>>>>>

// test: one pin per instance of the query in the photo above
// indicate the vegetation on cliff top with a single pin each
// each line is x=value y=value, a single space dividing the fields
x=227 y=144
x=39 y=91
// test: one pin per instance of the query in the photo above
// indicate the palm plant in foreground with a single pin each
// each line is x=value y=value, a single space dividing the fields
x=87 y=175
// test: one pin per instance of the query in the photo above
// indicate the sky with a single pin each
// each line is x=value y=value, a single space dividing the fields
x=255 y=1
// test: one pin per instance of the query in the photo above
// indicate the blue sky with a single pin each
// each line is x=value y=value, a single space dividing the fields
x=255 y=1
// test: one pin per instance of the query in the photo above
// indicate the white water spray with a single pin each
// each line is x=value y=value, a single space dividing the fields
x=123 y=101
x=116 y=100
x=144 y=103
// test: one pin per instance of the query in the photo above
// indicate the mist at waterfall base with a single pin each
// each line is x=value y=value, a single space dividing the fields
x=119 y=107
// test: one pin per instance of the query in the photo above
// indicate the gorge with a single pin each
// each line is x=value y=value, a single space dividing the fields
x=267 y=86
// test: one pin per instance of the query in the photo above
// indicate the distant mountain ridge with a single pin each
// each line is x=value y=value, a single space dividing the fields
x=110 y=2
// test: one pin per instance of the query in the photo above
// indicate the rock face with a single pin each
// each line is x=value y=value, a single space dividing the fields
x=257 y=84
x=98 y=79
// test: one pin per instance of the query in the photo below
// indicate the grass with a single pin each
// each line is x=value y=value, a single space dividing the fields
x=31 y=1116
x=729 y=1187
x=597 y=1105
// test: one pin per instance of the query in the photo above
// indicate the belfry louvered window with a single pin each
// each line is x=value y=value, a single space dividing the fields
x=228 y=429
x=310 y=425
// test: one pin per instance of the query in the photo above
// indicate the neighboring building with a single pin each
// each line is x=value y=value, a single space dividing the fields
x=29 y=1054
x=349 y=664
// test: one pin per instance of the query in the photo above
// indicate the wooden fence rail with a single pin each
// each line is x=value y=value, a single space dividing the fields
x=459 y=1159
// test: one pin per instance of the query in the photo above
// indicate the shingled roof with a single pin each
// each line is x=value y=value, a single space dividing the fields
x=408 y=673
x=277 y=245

<<<<<

* Exercise *
Restate every entry word for word.

* Expected answer *
// test: one pin per instance of the query in the photo above
// indicate the vegetation on cliff top with a single pin each
// each line is x=value y=value, a single space dividing the fields
x=227 y=144
x=39 y=91
// test: one pin per instance of the query in the photo above
// indicate the palm plant in foreground with a single pin each
// each line is x=value y=value, a single space dividing the fields
x=87 y=175
// test: one pin per instance of the query in the photo above
// indicate the sky with a single pin each
// each line is x=value y=value, a single space dividing the fields
x=255 y=1
// test: one pin per instance of the query in the photo above
// indicate the blue sky with a single pin each
// each line is x=value y=value, a single space dividing the fields
x=255 y=1
// test: one pin per instance of the query in the photo above
// indicate the white water spray with a single pin each
// each line is x=value y=value, a single space dividing the fields
x=123 y=101
x=116 y=100
x=144 y=103
// test: one pin per instance of the query in the photo above
// indicate the mist at waterfall base with a single pin each
// each line is x=value y=value, a single space dividing the fields
x=119 y=107
// test: one pin per instance of the query in the photo above
// indicate the gorge with a single pin each
// each line is x=value y=value, a single space dividing the fields
x=267 y=86
// test: one pin per instance of the query in the photo above
// indicate the distant mountain ridge with a single pin each
// each line is x=value y=value, a single space dividing the fields
x=110 y=2
// test: one pin per instance of the query in the photo above
// indicate the rock face with a single pin each
// each line is x=value y=value, a single space dividing the fields
x=257 y=84
x=98 y=79
// test: one pin per instance of the query in the photo below
// indicate the grass with a single pin each
// each line is x=value y=value, a single space dividing the fields
x=31 y=1116
x=729 y=1187
x=597 y=1105
// test: one pin per instance of the query in the photo above
// indicate the belfry louvered window with a single pin each
// each line is x=value y=value, a single space dividing the fields
x=228 y=429
x=310 y=425
// test: one pin per instance of the query in the photo above
// indicate the neighboring building with a single pin each
// each line is x=value y=value, a single space dividing the fields
x=29 y=1054
x=349 y=664
// test: one pin per instance of the query in the photo above
// indicate the wooden fence rail with a single pin each
// each line is x=value y=value, a single space dividing the fields
x=459 y=1159
// test: one pin per instance of the query in the photo above
// indicate the shingled roof with a single pin each
// each line is x=value y=value, a single space dividing the fields
x=408 y=673
x=277 y=245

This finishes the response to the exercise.